Lista de atividades |
**a)** Informe, com base no texto sobre a adolescência, por volta de que idade o cérebro sofre mudanças consideradas radicais.
**b)** Resuma o texto sobre a adolescência em três frases.

Texto da página |
§
Dominguinhos cantava assim (Xote das meninas)…
De manhã cedo já tá pintada
Só vive suspirando, sonhando acordada
O pai leva ao doutor a filha adoentada
Não come, nem estuda, não dorme, não quer nada
Ela só quer
Só pensa em namorar
Ela só quer
Só pensa em namorar
Mas o doutor nem examina
Chamando o pai do lado, lhe diz logo em surdina
Que o mal é da idade e que pra tal menina
Não tem um só remédio em toda medicina
O adolescente é uma categoria geracional historicamente desassistida, pensada sempre por meio da pergunta: “o que você vai ser quando crescer?” em vez de “o que você é hoje? E ainda tem fama de inconsequente, desobediente, desengonçado, tedioso, erotizado, enfurnado no quarto, mais suscetíveis às drogas (cigarro eletrônico, cigarro comum, álcool, maconha…). Muitas pessoas dão como certo que a causa é dos “hormônios aumentados” (“o mal é da idade”). Não é bem isso que acontece…
O certo é que o cérebro sofre mudanças consideradas radicais por volta dos 14, 15 anos. Três dessas transformações respondem muita coisa: o circuito de recompensa, o mapeamento corporal e o desenvolvimento do pré-frontal.
§
Dados de localização com um ponto por instância:
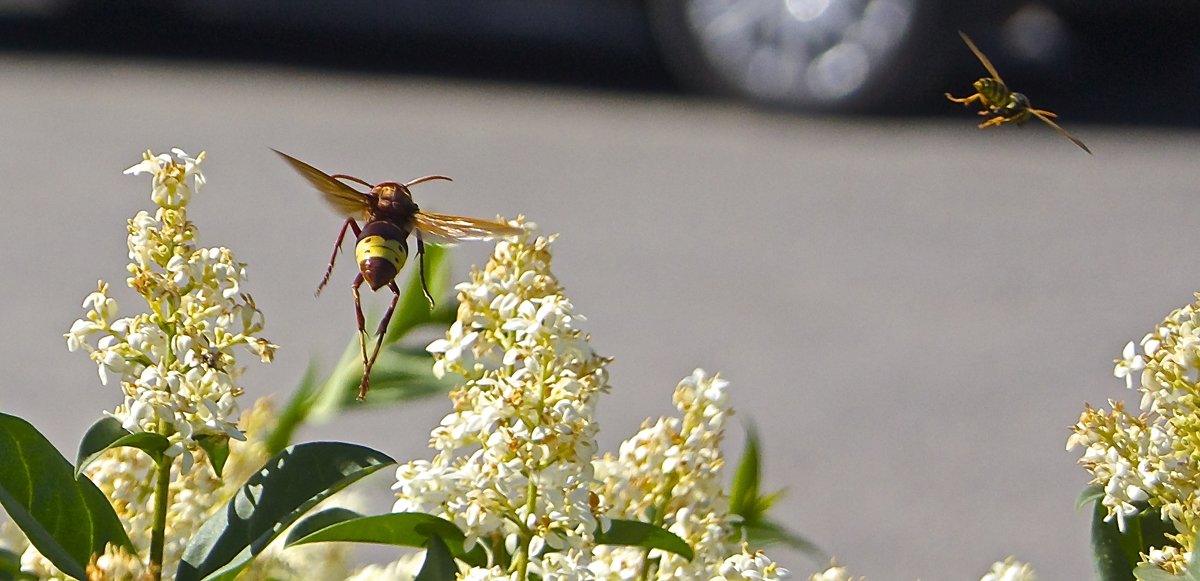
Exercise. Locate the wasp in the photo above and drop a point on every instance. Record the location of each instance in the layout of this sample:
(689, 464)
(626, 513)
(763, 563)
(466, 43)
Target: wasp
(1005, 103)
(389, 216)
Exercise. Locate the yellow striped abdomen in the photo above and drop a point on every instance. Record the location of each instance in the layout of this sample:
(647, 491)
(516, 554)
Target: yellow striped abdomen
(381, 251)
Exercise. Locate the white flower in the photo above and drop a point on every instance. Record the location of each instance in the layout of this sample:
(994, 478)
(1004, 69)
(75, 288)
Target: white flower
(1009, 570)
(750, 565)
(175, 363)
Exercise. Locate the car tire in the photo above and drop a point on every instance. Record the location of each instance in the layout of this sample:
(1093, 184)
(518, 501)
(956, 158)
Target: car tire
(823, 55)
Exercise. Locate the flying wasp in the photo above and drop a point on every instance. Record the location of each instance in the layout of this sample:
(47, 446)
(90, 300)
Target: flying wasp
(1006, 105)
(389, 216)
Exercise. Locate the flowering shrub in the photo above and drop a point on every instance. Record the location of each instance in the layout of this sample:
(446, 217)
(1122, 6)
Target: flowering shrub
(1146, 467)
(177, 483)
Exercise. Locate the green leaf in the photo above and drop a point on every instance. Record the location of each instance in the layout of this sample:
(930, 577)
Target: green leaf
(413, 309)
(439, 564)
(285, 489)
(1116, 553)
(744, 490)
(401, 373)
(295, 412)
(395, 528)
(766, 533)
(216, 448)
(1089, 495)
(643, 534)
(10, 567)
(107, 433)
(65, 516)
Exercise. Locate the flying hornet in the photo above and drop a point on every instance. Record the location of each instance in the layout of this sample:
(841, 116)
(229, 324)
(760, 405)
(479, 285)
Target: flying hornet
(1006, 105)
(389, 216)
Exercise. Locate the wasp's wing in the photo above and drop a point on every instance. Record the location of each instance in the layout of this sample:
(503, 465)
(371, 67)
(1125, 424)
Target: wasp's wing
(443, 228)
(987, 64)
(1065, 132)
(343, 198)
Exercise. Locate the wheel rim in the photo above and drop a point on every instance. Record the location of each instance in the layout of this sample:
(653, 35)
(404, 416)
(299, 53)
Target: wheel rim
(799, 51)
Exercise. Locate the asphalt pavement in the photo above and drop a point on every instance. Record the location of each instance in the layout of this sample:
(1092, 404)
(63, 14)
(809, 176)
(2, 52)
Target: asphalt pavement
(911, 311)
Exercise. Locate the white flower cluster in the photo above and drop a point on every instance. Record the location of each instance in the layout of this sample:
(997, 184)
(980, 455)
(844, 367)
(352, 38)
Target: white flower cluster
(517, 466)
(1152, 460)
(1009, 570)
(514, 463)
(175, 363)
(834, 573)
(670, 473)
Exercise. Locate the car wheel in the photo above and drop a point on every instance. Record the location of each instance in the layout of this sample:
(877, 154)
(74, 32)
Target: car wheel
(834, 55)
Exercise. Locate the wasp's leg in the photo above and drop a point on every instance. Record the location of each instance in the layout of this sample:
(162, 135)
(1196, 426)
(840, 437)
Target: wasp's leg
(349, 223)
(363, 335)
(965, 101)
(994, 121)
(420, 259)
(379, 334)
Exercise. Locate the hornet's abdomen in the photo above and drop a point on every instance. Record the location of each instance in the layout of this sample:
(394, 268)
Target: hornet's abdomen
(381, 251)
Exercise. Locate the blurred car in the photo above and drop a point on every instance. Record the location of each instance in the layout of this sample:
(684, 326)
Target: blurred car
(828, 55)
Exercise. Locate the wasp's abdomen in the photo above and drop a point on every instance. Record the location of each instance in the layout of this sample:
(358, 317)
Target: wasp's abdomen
§
Respostas dos exercícios |
**a)** Por volta dos 14, 15 anos.

**b)** O texto abre com a letra do "Xote das meninas", na voz de Dominguinhos: uma menina só pensa em namorar, e o doutor diz ao pai que o mal é da idade. Em seguida, afirma que o adolescente é uma categoria historicamente desassistida, pensada pelo que vai ser e não pelo que é, e com fama de inconsequente, desobediente e mais suscetível às drogas. Embora muitos atribuam isso aos "hormônios aumentados", o texto diz que o cérebro passa por mudanças radicais por volta dos 14, 15 anos, entre elas o circuito de recompensa, o mapeamento corporal e o desenvolvimento do pré-frontal.